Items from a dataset
------------
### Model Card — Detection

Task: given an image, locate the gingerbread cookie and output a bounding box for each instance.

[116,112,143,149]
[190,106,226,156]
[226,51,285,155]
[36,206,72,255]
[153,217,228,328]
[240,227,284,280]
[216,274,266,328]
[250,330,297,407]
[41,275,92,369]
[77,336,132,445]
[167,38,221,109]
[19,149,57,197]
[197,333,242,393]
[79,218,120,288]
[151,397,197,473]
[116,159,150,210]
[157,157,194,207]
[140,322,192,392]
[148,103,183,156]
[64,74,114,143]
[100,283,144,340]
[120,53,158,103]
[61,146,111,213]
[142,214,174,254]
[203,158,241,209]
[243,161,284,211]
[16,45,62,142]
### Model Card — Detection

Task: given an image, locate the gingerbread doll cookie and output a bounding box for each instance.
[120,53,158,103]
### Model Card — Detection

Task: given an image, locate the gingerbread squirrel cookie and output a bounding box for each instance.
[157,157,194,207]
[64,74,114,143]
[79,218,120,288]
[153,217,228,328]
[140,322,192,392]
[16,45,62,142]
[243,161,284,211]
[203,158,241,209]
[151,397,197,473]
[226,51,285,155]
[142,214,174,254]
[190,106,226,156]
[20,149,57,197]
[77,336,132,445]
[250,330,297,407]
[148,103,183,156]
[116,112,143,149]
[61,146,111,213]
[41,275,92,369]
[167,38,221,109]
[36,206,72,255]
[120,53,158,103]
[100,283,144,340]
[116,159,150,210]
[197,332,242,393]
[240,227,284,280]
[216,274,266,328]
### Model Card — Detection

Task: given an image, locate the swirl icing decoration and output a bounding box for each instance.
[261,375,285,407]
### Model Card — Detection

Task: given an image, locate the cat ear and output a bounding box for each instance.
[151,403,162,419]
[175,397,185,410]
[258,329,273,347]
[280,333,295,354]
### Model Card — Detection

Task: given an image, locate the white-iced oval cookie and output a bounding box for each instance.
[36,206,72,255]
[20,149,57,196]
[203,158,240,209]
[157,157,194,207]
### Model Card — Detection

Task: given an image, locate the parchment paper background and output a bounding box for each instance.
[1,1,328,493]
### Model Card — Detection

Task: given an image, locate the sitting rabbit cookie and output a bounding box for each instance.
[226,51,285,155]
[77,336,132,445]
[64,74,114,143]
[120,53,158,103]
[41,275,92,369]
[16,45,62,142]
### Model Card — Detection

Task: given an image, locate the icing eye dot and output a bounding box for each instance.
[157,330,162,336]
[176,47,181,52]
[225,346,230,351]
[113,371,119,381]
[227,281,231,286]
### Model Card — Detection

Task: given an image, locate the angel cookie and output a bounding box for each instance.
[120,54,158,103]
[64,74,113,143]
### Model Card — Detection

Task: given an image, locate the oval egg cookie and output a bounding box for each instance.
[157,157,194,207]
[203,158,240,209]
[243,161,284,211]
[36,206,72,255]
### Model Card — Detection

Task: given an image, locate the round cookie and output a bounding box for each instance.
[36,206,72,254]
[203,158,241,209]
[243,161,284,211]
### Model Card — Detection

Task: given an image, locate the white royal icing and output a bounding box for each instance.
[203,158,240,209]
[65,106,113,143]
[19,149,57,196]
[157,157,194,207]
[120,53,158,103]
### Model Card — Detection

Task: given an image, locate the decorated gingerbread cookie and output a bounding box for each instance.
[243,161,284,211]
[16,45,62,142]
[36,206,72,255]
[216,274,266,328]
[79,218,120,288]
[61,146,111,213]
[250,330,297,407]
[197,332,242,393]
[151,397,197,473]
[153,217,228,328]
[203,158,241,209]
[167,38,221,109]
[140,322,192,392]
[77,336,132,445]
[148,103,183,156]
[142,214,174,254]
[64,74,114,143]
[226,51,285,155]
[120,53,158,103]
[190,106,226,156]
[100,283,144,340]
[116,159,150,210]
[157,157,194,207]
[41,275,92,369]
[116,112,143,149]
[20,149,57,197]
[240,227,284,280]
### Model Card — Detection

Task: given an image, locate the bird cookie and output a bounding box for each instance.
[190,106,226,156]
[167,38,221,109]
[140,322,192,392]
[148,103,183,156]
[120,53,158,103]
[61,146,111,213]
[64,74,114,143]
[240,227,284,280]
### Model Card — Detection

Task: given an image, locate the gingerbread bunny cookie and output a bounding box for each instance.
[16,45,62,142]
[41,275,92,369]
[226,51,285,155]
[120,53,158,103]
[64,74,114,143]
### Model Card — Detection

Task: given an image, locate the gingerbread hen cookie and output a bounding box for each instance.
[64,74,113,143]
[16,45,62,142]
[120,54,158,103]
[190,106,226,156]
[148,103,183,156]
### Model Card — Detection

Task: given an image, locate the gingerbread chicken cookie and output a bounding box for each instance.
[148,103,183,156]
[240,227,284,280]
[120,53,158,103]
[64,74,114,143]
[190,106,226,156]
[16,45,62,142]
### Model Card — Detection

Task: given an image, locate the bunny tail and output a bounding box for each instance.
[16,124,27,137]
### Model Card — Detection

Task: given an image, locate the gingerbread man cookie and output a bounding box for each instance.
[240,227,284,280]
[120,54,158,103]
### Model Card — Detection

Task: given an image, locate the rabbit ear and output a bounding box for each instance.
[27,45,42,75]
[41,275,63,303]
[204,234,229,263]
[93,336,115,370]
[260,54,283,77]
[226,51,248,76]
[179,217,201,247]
------------
- TASK -
Print all the records precisely.

- EXERCISE ANSWER -
### Model Card — Detection

Task: given an image, locate the gingerbread cookie and output a bounding box for each instance.

[116,112,143,149]
[190,106,226,156]
[226,51,285,155]
[36,206,72,255]
[153,217,228,328]
[240,227,284,280]
[216,274,266,328]
[250,330,297,407]
[41,275,92,369]
[77,336,132,445]
[167,38,221,109]
[19,149,57,197]
[197,333,242,393]
[79,218,120,288]
[151,397,197,473]
[116,159,150,210]
[157,157,194,207]
[140,322,192,392]
[148,103,183,156]
[64,74,114,143]
[100,283,144,340]
[120,53,158,103]
[61,146,111,213]
[142,214,174,254]
[203,158,241,209]
[243,161,284,211]
[16,45,62,142]
### Model Card — Detection

Task: given an image, locate the gingerbread doll cookie and output a bounding box for each instance.
[120,53,158,103]
### Model Card — Detection

Task: given an image, locate the gingerbread squirrel cookie and output a bounding box for each instance.
[157,157,194,207]
[64,74,114,143]
[79,218,120,288]
[153,217,228,328]
[140,322,192,392]
[16,45,62,142]
[243,161,284,211]
[203,158,241,209]
[151,397,197,473]
[226,51,285,155]
[142,214,174,254]
[190,106,226,156]
[20,149,57,197]
[77,336,132,445]
[250,330,297,407]
[148,103,183,156]
[116,112,143,149]
[61,146,111,213]
[41,275,92,369]
[167,38,221,109]
[36,206,72,255]
[120,53,158,103]
[100,283,144,340]
[116,159,150,210]
[197,332,242,393]
[240,227,284,280]
[216,274,266,328]
### Model Card — Detection

Task: given an image, locate the swirl icing decoration and output a bounding box for each instance.
[261,375,285,407]
### Model Card — Detection

Task: given an image, locate the cat ear and output a bounding box for each instance.
[151,403,162,419]
[175,397,185,410]
[258,329,273,347]
[280,333,295,354]
### Model Card — Detection

Task: given an image, locate the white-iced oval cookie and output a bounding box for each instance.
[36,206,72,255]
[20,149,57,196]
[203,158,240,209]
[157,157,194,207]
### Model Card — Detection

Task: given an image, locate the parchment paper background and output a bounding box for each instance.
[1,1,328,493]
### Model Card — Detection

Task: given an image, locate the sitting rabbit cookie and output a bounding box for each instance.
[226,51,285,155]
[77,336,132,445]
[64,74,114,143]
[120,53,158,103]
[41,275,92,369]
[16,45,62,142]
### Model Card — Detection

Task: given an image, locate the icing eye dot and output a bounding box for each instance.
[157,330,162,336]
[176,47,181,52]
[225,346,230,351]
[113,371,119,381]
[227,281,231,286]
### Model Card — Detection

Task: given an image, locate the angel cookie and output a bounding box for each instance.
[120,54,158,103]
[64,74,113,143]
### Model Card — Detection

Task: given an image, locate the oval egg cookie and output a bounding box for each instance.
[157,157,194,207]
[203,158,240,209]
[243,161,284,211]
[36,206,72,255]
### Model Card — Detection

Task: given an image, locate the round cookie and output a bounding box for each instance.
[36,206,72,254]
[203,158,241,209]
[243,161,284,211]
### Model Card — Detection

Task: given an image, locate the white royal icing and output a bounding box for each instance.
[203,158,240,209]
[65,106,113,143]
[19,149,57,196]
[157,157,194,207]
[120,53,158,103]
### Model Card — Detection

Task: given an image, locate the decorated gingerbread cookie and output a bounding box for each instance.
[243,161,284,211]
[16,45,62,142]
[36,206,72,255]
[216,274,266,328]
[79,218,120,288]
[61,146,111,213]
[250,330,297,407]
[197,332,242,393]
[151,397,197,473]
[153,217,228,328]
[203,158,241,209]
[167,38,221,109]
[140,322,192,392]
[77,336,132,445]
[148,103,183,156]
[142,214,174,254]
[64,74,114,143]
[226,51,285,155]
[120,53,158,103]
[190,106,226,156]
[100,283,144,340]
[116,159,150,210]
[157,157,194,207]
[41,275,92,369]
[116,112,143,149]
[20,149,57,197]
[240,227,284,280]
### Model Card — Detection

Task: given an image, locate the bird cookie and output a bounding box for each instance.
[190,106,226,156]
[167,38,221,109]
[140,322,192,392]
[148,103,183,156]
[120,53,158,103]
[61,146,111,213]
[64,74,114,143]
[240,227,284,280]
### Model Card — Detection

Task: given an image, locate the gingerbread bunny cookie and output a bounding box for each instance.
[16,45,62,142]
[41,275,92,369]
[226,51,285,155]
[120,53,158,103]
[64,74,114,143]
### Model Card — Detection

Task: given an image, locate the gingerbread hen cookie and output a bounding box for each instance.
[64,74,113,143]
[16,45,62,142]
[120,54,158,103]
[190,106,226,156]
[148,103,183,156]
### Model Card — Detection

Task: given an image, locate the gingerbread chicken cookie and output a bounding box for each instance.
[148,103,183,156]
[240,227,284,280]
[120,53,158,103]
[64,74,114,143]
[190,106,226,156]
[16,45,62,142]
### Model Card — Detection

Task: given an image, locate the bunny tail and output a bounding box for each instance.
[16,124,27,137]
### Model Card — Detection

Task: given an image, locate the gingerbread man cookie and output a bounding box for each instance.
[240,227,284,280]
[120,54,158,103]
### Model Card — Detection

Task: given an image, locate the rabbit ear and output a bounding box for each instance.
[27,45,42,75]
[41,275,63,303]
[204,234,229,263]
[93,336,115,370]
[260,54,283,77]
[226,51,248,76]
[179,217,201,247]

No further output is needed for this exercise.